According to another aspect of the subject matter described herein, a method wherein the dynamic system is a Hénon-Heiles system.
According to another aspect of the subject matter described herein, a method wherein the chaotic behavior is quantified using a smaller alignment indices metric.
In another embodiment, a system for utilizing physics augmented neural networks configured for operating in environments that mix order and chaos includes at least one processor, a memory element, and a neural network pre-processor configured to convert generic coordinates associated with a dynamical system to canonical coordinates. The system further includes an augmented HNN engine stored in the memory element and when executed by the at least one processor is configured for concatenating a Hamiltonian neural network (HNN) to the NN pre-processor to create a generalized HNN, training the generalized HNN to learn nonlinear dynamics present in the dynamical system from generic training data, utilizing the trained generalized HNN to forecast the nonlinear dynamics, and quantifying chaotic behavior from the forecasted nonlinear dynamics to discover and map one or more transitions between orderly states and chaotic states exhibited by the dynamical system.
The subject matter described herein may be implemented in hardware, software, firmware, or any combination thereof. As such, the terms “function” “node”, “engine” or “module” as used herein refer to hardware, which may also include software and/or firmware components, for implementing the feature being described. In one exemplary implementation, the subject matter described herein may be implemented using a computer readable medium having stored thereon computer executable instructions that when executed by the processor of a computer control the computer to perform steps. Exemplary computer readable media suitable for implementing the subject matter described herein include non-transitory computer-readable media, such as disk memory devices, chip memory devices, programmable logic devices, and application specific integrated circuits. In addition, a computer readable medium that implements the subject matter described herein may be located on a single device or computing platform or may be distributed across multiple devices or computing platforms.
The patent or application file contains at least one drawing executed in color. Copies of this patent or patent application publication with color drawing(s) will be provided by the Office upon request and payment of the necessary fee.
The subject matter described herein will now be explained with reference to the accompanying drawings of which:
The subject matter described herein relates to methods, systems, and computer readable media for utilizing physics augmented neural networks configured for operating in environments that mix order and chaos. Notably, the disclosed subject matter leverages the Hamiltonian structure of conservative systems to provide neural networks with the physics intelligence needed to learn the mix of order and chaos that often characterizes natural phenomena. In some embodiments, the disclosed subject matter comprises an Artificial Intelligence Hamilton (AIH) software engine that instantiates an Advanced Hamiltonian Neural Network (AHNN) method. After reviewing Hamiltonian chaos and neural networks, the disclosed subject matter can apply Hamiltonian neural networks to the Hénon-Heiles potential, a numerical and dynamical benchmark, which can model both stellar and molecular dynamics Even as these systems transition from order to chaos, Hamiltonian neural networks correctly learn their dynamics, overcoming deep learning's chaos blindness. If chaos is a nonlinear “super power,” enabling deterministic dynamics to be practically unpredictable, then the Hamiltonian is a neural network that enables learning and forecasting order and chaos.

Short exercise a – Please quote the records from the line with "white car hood" up to and including the line with "[14, 275, 559, 341]".
The passage on Hamiltonian neural networks and the records come from separate sources.

Entries in the collection –
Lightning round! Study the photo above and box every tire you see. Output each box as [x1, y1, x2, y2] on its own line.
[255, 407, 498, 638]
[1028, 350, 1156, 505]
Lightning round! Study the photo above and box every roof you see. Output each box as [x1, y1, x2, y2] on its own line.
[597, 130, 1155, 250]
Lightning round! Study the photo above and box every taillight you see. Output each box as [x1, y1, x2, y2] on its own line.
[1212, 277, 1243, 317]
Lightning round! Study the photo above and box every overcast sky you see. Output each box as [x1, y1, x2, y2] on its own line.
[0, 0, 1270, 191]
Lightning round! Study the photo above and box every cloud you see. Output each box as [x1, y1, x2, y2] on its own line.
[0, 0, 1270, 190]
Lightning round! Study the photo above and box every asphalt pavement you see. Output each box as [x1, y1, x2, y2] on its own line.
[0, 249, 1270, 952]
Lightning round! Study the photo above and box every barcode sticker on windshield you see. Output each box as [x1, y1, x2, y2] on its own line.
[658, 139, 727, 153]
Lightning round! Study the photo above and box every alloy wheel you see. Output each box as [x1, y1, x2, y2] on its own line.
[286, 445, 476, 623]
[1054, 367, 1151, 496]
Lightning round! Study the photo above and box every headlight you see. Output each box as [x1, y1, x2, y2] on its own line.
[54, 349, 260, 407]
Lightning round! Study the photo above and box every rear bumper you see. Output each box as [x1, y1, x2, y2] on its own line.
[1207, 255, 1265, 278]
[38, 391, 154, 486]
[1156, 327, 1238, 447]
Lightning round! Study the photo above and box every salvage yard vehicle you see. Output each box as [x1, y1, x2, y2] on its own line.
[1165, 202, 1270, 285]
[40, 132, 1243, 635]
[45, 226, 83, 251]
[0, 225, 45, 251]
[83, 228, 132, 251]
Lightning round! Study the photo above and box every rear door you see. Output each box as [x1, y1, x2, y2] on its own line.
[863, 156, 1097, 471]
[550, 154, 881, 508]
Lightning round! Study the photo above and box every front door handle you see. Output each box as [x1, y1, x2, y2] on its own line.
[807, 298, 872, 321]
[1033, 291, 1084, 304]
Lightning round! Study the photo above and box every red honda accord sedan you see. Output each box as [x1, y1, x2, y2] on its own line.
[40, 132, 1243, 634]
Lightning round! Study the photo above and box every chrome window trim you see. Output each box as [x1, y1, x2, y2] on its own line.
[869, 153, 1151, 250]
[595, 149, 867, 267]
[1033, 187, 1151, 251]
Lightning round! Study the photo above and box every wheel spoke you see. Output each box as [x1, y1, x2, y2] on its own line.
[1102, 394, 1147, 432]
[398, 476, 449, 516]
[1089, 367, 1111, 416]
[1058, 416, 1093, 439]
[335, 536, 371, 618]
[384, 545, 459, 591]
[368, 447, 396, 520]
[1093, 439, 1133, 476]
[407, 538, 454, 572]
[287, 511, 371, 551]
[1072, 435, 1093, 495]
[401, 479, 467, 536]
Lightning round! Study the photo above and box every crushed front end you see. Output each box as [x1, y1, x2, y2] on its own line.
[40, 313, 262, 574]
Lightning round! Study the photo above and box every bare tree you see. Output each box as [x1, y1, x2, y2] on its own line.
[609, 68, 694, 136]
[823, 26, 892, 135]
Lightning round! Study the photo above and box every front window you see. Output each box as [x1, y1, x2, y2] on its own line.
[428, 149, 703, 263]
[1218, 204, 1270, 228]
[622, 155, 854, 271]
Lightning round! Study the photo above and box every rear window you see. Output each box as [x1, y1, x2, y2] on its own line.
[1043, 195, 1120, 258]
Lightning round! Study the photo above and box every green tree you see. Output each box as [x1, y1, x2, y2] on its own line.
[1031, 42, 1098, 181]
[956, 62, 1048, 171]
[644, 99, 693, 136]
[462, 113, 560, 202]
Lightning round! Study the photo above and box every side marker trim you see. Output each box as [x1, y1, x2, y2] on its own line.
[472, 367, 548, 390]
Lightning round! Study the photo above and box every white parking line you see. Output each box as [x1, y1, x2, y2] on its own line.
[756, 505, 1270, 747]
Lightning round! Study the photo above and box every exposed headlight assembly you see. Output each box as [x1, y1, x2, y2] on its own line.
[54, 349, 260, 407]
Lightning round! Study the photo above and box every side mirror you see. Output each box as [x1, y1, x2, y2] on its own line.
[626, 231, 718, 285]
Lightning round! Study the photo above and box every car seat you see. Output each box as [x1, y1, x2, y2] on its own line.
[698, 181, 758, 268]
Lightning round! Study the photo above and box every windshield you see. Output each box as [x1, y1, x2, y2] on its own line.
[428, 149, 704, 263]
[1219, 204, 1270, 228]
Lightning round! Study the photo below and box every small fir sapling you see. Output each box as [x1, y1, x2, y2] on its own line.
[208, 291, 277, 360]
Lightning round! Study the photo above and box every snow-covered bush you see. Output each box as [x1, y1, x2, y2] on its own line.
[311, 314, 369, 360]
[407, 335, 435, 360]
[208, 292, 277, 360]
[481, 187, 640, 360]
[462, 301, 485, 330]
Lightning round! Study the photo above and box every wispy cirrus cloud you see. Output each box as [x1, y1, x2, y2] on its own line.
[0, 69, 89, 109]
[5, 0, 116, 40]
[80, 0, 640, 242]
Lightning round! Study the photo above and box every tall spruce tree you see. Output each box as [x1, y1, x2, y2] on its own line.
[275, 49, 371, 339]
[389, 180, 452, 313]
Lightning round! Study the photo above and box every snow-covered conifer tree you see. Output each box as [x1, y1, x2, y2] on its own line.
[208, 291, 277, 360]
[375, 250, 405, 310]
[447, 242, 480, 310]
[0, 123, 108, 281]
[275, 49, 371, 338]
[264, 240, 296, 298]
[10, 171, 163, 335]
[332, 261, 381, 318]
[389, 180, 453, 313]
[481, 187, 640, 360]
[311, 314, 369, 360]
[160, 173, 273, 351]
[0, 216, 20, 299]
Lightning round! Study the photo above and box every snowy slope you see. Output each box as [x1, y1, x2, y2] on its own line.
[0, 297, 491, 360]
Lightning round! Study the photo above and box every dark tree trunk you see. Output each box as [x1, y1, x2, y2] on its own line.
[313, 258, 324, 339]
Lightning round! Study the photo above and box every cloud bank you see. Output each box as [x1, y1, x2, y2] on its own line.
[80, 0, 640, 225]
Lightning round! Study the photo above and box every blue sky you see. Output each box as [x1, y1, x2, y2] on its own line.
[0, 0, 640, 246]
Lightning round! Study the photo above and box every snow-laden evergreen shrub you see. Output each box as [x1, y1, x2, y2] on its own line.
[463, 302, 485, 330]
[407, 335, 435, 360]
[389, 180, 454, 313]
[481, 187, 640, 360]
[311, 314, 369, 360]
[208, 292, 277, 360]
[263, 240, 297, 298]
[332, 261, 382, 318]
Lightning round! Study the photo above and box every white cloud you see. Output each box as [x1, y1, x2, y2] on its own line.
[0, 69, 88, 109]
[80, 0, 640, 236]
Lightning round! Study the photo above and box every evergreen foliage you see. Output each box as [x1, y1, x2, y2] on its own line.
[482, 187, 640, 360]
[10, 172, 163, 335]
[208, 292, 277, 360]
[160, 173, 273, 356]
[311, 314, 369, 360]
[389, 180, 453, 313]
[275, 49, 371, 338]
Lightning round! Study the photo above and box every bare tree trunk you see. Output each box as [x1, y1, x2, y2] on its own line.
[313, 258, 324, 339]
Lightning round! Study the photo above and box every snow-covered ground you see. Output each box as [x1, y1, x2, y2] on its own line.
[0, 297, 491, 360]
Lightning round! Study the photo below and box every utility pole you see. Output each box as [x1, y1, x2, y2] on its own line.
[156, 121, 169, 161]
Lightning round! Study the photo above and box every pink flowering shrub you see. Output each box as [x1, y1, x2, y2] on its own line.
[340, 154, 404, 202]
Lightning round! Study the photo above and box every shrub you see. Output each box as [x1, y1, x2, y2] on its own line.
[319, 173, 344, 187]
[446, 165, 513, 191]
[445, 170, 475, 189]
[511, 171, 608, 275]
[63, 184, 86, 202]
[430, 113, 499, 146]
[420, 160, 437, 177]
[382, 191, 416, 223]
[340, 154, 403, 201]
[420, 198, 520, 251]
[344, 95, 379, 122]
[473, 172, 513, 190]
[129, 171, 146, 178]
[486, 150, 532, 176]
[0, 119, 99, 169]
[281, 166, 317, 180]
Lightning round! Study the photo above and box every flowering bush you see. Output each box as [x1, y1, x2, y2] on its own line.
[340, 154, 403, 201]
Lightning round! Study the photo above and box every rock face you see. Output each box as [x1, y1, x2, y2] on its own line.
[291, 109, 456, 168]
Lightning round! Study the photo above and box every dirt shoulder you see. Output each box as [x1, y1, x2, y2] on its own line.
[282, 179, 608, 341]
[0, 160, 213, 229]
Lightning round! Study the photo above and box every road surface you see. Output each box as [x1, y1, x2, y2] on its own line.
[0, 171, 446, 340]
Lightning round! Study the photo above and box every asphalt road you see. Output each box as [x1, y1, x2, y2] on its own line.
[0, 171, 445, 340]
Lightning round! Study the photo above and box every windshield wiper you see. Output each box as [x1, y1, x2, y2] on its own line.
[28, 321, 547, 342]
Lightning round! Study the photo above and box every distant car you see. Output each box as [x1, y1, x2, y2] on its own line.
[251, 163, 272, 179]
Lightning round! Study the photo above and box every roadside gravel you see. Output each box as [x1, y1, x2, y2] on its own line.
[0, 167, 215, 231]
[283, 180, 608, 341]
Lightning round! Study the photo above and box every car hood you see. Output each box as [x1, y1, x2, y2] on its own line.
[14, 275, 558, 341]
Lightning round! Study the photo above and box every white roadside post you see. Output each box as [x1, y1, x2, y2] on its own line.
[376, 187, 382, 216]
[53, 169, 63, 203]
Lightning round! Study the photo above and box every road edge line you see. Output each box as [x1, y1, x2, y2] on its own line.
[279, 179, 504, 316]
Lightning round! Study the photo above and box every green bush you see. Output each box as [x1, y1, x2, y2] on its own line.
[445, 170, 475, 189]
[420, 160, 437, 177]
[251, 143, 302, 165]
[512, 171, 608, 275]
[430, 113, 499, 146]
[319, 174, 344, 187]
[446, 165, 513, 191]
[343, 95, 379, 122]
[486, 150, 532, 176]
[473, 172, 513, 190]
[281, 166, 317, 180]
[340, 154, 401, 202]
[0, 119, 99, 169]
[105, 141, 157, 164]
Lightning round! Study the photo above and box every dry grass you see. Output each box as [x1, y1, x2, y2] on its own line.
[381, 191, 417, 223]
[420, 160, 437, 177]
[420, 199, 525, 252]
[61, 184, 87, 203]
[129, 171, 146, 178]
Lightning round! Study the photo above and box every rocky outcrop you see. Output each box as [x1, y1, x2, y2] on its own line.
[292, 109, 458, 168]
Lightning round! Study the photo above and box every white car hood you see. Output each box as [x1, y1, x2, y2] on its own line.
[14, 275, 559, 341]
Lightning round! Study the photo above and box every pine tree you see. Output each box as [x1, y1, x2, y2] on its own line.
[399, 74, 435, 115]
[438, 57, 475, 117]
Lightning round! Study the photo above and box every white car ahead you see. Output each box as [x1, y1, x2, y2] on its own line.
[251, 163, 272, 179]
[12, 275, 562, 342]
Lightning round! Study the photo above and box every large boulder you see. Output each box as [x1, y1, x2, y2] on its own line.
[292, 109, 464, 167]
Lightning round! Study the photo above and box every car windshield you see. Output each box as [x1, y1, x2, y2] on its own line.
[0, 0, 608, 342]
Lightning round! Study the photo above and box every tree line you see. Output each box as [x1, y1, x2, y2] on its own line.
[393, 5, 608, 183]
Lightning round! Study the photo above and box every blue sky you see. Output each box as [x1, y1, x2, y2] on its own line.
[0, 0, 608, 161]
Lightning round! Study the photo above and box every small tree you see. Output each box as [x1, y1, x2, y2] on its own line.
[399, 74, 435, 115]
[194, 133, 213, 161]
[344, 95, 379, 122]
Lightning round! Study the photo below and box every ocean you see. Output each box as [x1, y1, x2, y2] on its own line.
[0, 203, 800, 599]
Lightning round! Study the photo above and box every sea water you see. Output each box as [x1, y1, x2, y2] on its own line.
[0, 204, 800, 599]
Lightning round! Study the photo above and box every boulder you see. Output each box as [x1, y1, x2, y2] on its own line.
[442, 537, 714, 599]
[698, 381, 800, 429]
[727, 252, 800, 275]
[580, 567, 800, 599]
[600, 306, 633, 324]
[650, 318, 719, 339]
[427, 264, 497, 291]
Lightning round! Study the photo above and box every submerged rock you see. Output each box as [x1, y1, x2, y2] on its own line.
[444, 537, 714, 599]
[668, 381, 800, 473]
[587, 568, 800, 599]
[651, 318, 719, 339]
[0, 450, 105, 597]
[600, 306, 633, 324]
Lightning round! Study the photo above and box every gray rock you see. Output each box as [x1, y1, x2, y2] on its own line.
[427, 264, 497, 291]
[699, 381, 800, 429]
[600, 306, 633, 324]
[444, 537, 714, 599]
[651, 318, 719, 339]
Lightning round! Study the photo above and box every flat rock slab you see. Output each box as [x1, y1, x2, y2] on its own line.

Short exercise b –
Answer these questions from the passage on Hamiltonian neural networks:
(i) Which dynamic system does the first stated aspect name?
(ii) What metric is used to quantify chaotic behavior?
(iii) What method does the Artificial Intelligence Hamilton software engine instantiate?

Correct output a –
Lightning round! Study the photo above and box every white car hood you see. Output each box as [x1, y1, x2, y2] on its own line.
[14, 275, 559, 341]

Correct output b –
(i) A Hénon-Heiles system.
(ii) A smaller alignment indices metric.
(iii) An Advanced Hamiltonian Neural Network (AHNN) method.